-- start Document text --

5. James Hiller and Michael Harrington, editors, Newfoundland National Convention, 1946-1949. In two volumes, this consists of the debates and papers of the national convention that preceded the famous referenda on Newfoundland's political future.

6. David Facey-Crowther, Lieutenant Owen William Steele of the Newfoundland Regiment. Facey-Crowther, a professor of history at Memorial University has edited the diary of a young infantry officer killed at the Battle of the Somme, 1916. Steele was a member of the Newfoundland Regiment, later the Royal Newfoundland Regiment, the Dominion's military contribution to the allied war effort in the World War, 1914-1918.

This volume includes an introductory essay by Facey-Crowther which places Steele's diary and letters in a wider context.

While the tragedy of the first day of the Somme offensive is widely known, the Great War produced lasting changes in Newfoundland society and politics which reverberate to this day.

7. Claire Hoy, Clyde Wells: a political biography. Until Wells' memoir appears, this remains the only concise book on Wells up to the early 1990s. It suffers from a number of shortcomings but remains a readable introduction to one of the more important political leaders in Newfoundland and Labrador's history. [Spare the e-mails. I am entitled to my bias on this one.] For those interested in the Meech Lake Accord, read Hoy along with Deborah Coyne's Roll of the dice.

-- end Document text --
-- start Data entries --

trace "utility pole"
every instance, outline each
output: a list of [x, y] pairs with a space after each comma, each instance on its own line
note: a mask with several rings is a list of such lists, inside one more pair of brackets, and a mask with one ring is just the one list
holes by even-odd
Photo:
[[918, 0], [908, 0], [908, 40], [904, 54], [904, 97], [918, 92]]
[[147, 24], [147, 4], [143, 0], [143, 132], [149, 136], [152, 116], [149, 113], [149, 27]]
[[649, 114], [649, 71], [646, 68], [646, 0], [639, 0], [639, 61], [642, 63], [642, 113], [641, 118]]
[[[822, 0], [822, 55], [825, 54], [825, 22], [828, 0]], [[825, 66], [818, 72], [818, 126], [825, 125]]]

-- end Data entries --
-- start Data entries --

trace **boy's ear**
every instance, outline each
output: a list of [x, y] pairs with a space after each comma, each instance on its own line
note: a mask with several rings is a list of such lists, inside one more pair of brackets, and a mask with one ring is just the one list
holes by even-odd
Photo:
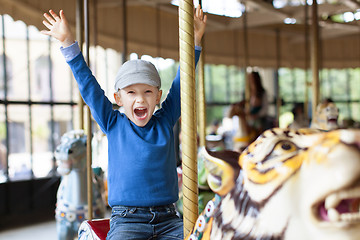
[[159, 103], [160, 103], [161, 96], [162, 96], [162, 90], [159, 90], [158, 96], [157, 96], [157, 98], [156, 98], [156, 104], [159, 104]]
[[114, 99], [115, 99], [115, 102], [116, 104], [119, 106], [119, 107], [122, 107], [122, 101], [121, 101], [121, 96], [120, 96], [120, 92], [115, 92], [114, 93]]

-- end Data entries --
-- start Data entries --

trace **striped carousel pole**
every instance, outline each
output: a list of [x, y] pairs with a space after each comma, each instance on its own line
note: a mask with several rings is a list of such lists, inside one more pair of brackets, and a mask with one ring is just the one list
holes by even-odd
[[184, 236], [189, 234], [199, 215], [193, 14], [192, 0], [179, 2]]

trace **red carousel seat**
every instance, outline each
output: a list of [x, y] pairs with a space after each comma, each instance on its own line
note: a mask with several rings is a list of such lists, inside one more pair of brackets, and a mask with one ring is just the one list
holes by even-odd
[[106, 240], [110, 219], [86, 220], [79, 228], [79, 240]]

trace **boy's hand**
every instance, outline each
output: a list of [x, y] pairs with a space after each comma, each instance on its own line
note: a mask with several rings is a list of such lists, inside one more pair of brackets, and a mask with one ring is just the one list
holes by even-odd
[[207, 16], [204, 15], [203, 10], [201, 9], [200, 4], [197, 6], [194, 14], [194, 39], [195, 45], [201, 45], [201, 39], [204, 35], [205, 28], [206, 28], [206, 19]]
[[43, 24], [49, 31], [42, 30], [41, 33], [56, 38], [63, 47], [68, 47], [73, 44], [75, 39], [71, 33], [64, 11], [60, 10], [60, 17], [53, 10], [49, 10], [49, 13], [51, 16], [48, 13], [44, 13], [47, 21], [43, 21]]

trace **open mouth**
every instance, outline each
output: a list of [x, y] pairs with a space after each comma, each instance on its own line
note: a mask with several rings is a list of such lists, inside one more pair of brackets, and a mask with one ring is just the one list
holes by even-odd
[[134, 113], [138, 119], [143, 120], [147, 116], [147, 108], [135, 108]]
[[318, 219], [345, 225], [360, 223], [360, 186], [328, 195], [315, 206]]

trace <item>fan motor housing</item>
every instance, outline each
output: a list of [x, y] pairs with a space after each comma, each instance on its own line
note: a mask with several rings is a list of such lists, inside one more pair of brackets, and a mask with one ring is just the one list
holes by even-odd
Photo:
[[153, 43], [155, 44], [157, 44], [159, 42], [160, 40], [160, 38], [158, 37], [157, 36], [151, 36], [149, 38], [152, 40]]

-- end Data entries --

▸ **Work to do**:
**a)** Answer these questions from the Newfoundland book list:
(i) How many volumes make up the Newfoundland National Convention collection?
(ii) What was the Newfoundland Regiment later called?
(iii) Which book by Deborah Coyne is recommended to read along with Hoy?
**b)** From the Newfoundland book list, quote the passage from "6. David Facey-Crowther, Lieutenant" up to and including "a wider context.".

▸ **Outputs by task**:
**a)**
(i) Two
(ii) The Royal Newfoundland Regiment
(iii) Roll of the dice

**b)**
6. David Facey-Crowther, Lieutenant Owen William Steele of the Newfoundland Regiment. Facey-Crowther, a professor of history at Memorial University has edited the diary of a young infantry officer killed at the Battle of the Somme, 1916. Steele was a member of the Newfoundland Regiment, later the Royal Newfoundland Regiment, the Dominion's military contribution to the allied war effort in the World War, 1914-1918.

This volume includes an introductory essay by Facey-Crowther which places Steele's diary and letters in a wider context.